* Extract
____

Mark Huband obituary

Foreign correspondent respected for his work in west Africa and the Middle East who went on to write books and poems

Mark Huband, who has died aged 58 of pancreatitis and multiple organ failure, built a strong and lasting reputation over more than three decades as a foreign correspondent and business analyst, specialising in Africa and the Middle East.

He and I met when he arrived in Abidjan, Ivory Coast, in 1989 to take up the post of the Financial Times stringer and I was working for Reuters. He hit the ground running and, despite his youth, he soon became a well-known figure among the foreign journalists, diplomats and business representatives covering the west African region. He was sharp, engaged and committed to the story, and went on to work as Africa correspondent for the Guardian and the Observer before returning to London. He did not look at events from a distance but always saw something of himself in others.

____

* Rows
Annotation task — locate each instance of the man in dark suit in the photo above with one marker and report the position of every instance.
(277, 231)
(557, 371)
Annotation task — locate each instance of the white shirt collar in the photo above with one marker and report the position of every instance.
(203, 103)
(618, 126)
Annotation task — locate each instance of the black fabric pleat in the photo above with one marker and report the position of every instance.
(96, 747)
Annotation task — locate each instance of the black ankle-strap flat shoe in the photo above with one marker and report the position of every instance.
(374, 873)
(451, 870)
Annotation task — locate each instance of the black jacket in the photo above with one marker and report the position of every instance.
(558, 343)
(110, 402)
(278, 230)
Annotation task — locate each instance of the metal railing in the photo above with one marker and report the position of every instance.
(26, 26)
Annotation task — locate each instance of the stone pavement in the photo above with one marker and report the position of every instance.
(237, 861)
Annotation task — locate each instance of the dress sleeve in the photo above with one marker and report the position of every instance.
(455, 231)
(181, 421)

____

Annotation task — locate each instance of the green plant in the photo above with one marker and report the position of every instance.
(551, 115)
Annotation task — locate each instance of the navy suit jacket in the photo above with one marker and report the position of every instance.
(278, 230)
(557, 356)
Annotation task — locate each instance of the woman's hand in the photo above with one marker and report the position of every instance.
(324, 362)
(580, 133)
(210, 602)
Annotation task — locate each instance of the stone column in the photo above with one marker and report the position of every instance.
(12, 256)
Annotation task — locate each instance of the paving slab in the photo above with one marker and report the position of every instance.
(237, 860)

____

* Parts of the exercise
- 1) List every news organization named in the obituary.
- 2) Reproduce the part of the obituary starting at "Mark Huband obituary" and ending at "the Middle East.".
Nothing in the records is needed here.

* Exercise solutions
- 1) Financial Times, Reuters, the Guardian, the Observer

- 2)
Mark Huband obituary

Foreign correspondent respected for his work in west Africa and the Middle East who went on to write books and poems

Mark Huband, who has died aged 58 of pancreatitis and multiple organ failure, built a strong and lasting reputation over more than three decades as a foreign correspondent and business analyst, specialising in Africa and the Middle East.